| TEXT EXTRACT |
Oil prices likely to rise as recession fears fade: Analysts

The median forecast from 24 oil analysts polled by Bloomberg projects London-traded Brent will average exactly US$70 a barrel next year. Thursday's price was about US$53.50, and this year's average has been about US$72 so far.
The median forecast from 24 oil analysts polled by Bloomberg projects London-traded Brent will average exactly US$70 a barrel next year. Thursday's price was about US$53.50, and this year's average has been about US$72 so far.PHOTO: NYTIMES

Brent expected to average US$70 a barrel in 2019 on Opec's supply cuts, tighter market

LONDON • The world's biggest banks are reckoning on a rebound in oil prices next year as fears of a recession prove misplaced.

The Brent benchmark will average US$70 a barrel next year, almost a third higher than its price on Thursday, according to a Bloomberg survey of oil analysts.

Futures in London and New York plunged this quarter, with volatility soaring in its final week as crude tracked gyrations in equity markets.

Despite plans by the Organisation of the Petroleum Exporting Countries (Opec) and its allies to limit production next year to prevent a glut from forming, oil's fortunes have increasingly been driven by moves in financial assets and concerns about the global economy.

However, analysts expect that markets are about to tighten as growth stays strong, Opec's supply cuts kick in, and unintended losses in Venezuela and Iran escalate.

"We could even see something similar to a V-shaped recovery next year, on two very important conditions," said Mr Michael Cohen, head of energy and commodities research at Barclays in New York.

"One, that the reduction in Opec exports leads to a reduction in inventories. And two, that we don't see a further deterioration in macroeconomic conditions."

The recent weakness in financial assets has been led by a darkening outlook for the global economy amid a prolonged trade dispute between the United States and China, and as the US Federal Reserve embarks on tightening monetary policy.

| DATASET EXTRACT |
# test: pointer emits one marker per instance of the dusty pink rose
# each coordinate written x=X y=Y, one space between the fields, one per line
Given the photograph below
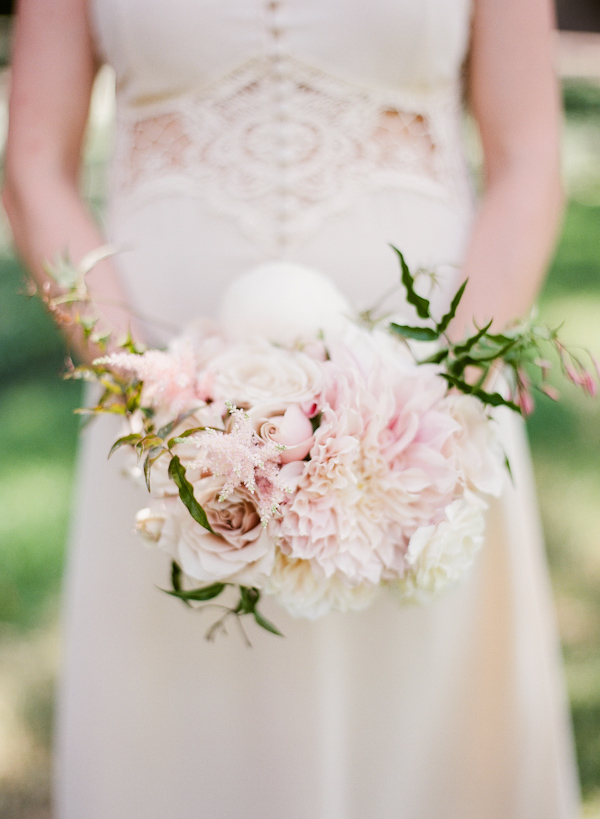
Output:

| WRITTEN REQUEST |
Print the article on oil price forecasts again in full, word for word.

| CORRECT ANSWER |
Oil prices likely to rise as recession fears fade: Analysts

The median forecast from 24 oil analysts polled by Bloomberg projects London-traded Brent will average exactly US$70 a barrel next year. Thursday's price was about US$53.50, and this year's average has been about US$72 so far.
The median forecast from 24 oil analysts polled by Bloomberg projects London-traded Brent will average exactly US$70 a barrel next year. Thursday's price was about US$53.50, and this year's average has been about US$72 so far.PHOTO: NYTIMES

Brent expected to average US$70 a barrel in 2019 on Opec's supply cuts, tighter market

LONDON • The world's biggest banks are reckoning on a rebound in oil prices next year as fears of a recession prove misplaced.

The Brent benchmark will average US$70 a barrel next year, almost a third higher than its price on Thursday, according to a Bloomberg survey of oil analysts.

Futures in London and New York plunged this quarter, with volatility soaring in its final week as crude tracked gyrations in equity markets.

Despite plans by the Organisation of the Petroleum Exporting Countries (Opec) and its allies to limit production next year to prevent a glut from forming, oil's fortunes have increasingly been driven by moves in financial assets and concerns about the global economy.

However, analysts expect that markets are about to tighten as growth stays strong, Opec's supply cuts kick in, and unintended losses in Venezuela and Iran escalate.

"We could even see something similar to a V-shaped recovery next year, on two very important conditions," said Mr Michael Cohen, head of energy and commodities research at Barclays in New York.

"One, that the reduction in Opec exports leads to a reduction in inventories. And two, that we don't see a further deterioration in macroeconomic conditions."

The recent weakness in financial assets has been led by a darkening outlook for the global economy amid a prolonged trade dispute between the United States and China, and as the US Federal Reserve embarks on tightening monetary policy.